• [Directions for this task] Find every line in the listing that contains the word "target" and copy each one out. Case counts.
====== Working data ======
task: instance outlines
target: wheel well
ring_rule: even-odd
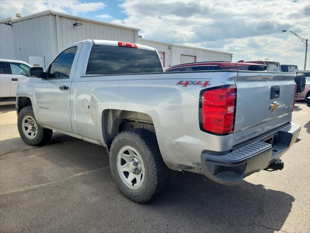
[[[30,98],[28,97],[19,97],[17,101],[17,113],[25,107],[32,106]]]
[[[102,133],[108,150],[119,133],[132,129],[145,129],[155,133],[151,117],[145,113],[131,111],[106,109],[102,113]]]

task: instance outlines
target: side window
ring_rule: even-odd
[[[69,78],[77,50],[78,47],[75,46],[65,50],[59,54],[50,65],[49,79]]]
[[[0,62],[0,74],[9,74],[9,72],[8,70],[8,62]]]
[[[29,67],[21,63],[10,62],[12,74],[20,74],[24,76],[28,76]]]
======
====== Working data ======
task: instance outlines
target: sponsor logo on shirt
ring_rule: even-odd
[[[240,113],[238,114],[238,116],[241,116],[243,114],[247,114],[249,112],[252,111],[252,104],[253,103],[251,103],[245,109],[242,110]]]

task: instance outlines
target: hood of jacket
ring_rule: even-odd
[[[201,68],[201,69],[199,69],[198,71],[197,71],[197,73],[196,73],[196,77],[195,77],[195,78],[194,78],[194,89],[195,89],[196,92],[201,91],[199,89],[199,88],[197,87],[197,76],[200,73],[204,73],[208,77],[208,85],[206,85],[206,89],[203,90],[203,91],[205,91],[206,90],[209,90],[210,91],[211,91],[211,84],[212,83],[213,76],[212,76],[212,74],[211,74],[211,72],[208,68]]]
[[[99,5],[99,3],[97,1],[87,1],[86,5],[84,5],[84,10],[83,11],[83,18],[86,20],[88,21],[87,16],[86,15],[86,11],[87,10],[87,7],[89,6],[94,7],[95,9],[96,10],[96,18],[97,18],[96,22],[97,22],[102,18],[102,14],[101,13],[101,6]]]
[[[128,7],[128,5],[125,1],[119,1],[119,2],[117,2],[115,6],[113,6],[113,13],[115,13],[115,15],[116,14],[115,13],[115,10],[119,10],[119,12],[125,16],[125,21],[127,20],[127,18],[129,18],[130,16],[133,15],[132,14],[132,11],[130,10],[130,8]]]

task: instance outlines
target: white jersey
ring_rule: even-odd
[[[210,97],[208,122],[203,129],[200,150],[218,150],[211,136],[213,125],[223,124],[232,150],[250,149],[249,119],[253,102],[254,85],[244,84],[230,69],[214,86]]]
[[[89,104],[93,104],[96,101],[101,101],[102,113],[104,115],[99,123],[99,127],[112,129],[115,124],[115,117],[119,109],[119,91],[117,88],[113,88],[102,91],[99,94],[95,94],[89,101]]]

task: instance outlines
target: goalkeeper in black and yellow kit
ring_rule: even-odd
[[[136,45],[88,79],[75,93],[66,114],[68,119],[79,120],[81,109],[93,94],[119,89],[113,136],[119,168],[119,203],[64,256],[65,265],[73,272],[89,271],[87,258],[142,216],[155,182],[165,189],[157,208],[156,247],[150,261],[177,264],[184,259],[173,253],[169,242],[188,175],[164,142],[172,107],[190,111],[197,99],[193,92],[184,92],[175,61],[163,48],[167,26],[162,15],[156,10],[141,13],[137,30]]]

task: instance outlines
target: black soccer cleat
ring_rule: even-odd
======
• [Solved problem]
target: wheel well
target: side window
target: sponsor logo on shirt
target: hood of jacket
target: white jersey
target: goalkeeper in black and yellow kit
target: black soccer cleat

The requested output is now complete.